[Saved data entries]
====
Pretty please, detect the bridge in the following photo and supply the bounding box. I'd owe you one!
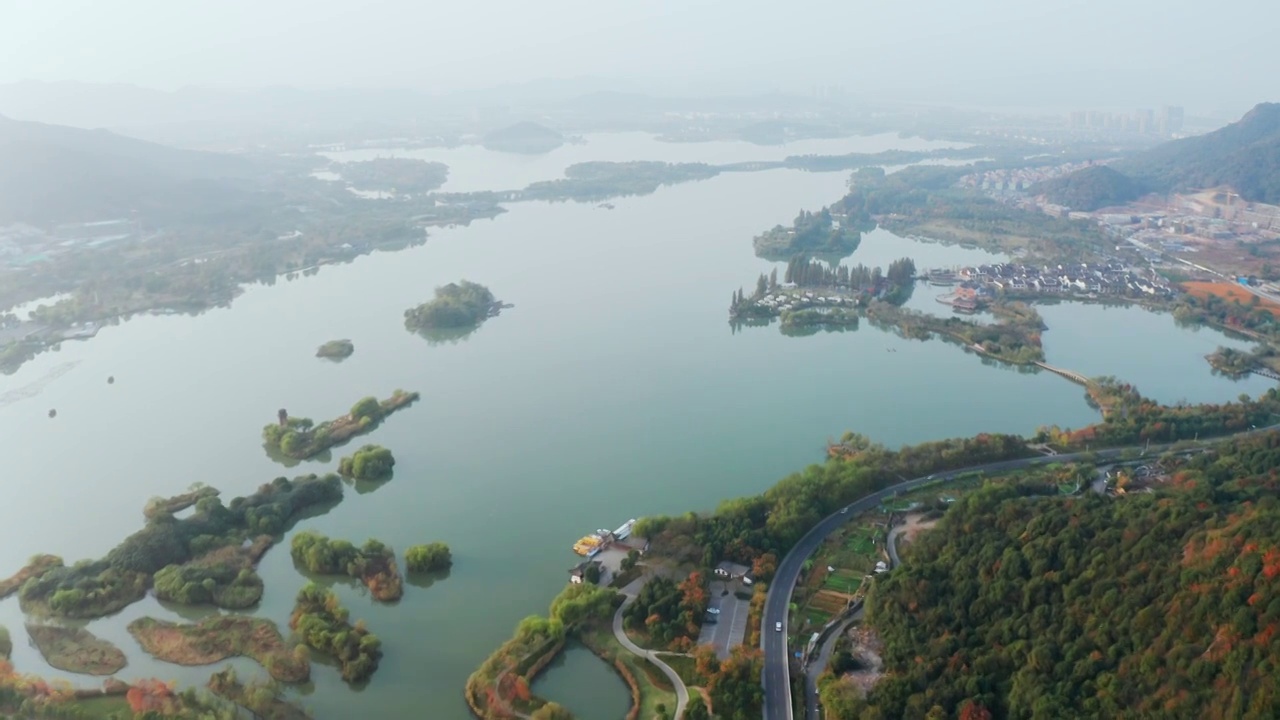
[1036,363,1090,387]
[1249,368,1280,380]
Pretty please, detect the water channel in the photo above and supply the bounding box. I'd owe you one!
[0,136,1270,719]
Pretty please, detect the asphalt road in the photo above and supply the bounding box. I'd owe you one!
[760,424,1280,720]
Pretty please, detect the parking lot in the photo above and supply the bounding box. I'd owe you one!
[698,580,750,660]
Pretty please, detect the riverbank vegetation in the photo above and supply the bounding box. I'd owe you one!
[832,165,1114,263]
[1032,377,1280,450]
[27,624,128,675]
[465,583,622,720]
[338,445,396,480]
[404,542,453,573]
[209,667,311,720]
[518,160,721,202]
[404,281,503,333]
[855,433,1280,717]
[329,158,449,195]
[289,530,404,602]
[751,208,870,260]
[262,389,419,460]
[289,583,383,683]
[18,475,342,618]
[0,555,63,600]
[152,536,275,610]
[622,571,710,652]
[128,615,311,683]
[316,340,356,360]
[867,302,1044,365]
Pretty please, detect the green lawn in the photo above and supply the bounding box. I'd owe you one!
[658,652,701,688]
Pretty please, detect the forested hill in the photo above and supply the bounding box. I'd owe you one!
[1032,165,1142,211]
[0,117,267,223]
[1115,102,1280,204]
[1038,102,1280,210]
[849,433,1280,719]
====
- **REQUIREMENT**
Please write out the lines again, starting at the first line and ending at the line that holds "[867,302,1044,365]". Keep the requests, shift every bounding box coordinate in the answers up by 61, and leave the pictures out.

- **ANSWER TO THIS EXERCISE**
Pretty please, detect the bridge in the following photo and supply the bounding box. I'd owe you one!
[1097,424,1151,448]
[1310,429,1341,441]
Pretty please, detect the water channel in the photo above and supply the bounding box. I'd owe you one!
[61,197,1331,780]
Pretty please, detect the asphalt road in the photo above and supply the bounding box. I'd owe you one!
[821,485,1341,781]
Pretty please, detect the parking lot in the photo above and supply the bounding box. I'd owe you one!
[759,641,811,721]
Pretty please, detect the riverbank vegetation in the photo above and supply the bounding box. I'd owe you one!
[893,226,1175,324]
[1093,438,1341,511]
[88,685,189,736]
[526,644,683,781]
[399,506,457,541]
[465,603,514,634]
[270,728,372,781]
[579,221,782,263]
[465,342,564,394]
[916,494,1341,778]
[390,219,510,256]
[350,591,465,663]
[812,269,931,321]
[323,450,480,521]
[350,644,444,744]
[79,536,403,679]
[61,616,124,661]
[213,597,336,671]
[683,632,771,713]
[189,676,372,744]
[377,401,417,421]
[928,363,1105,426]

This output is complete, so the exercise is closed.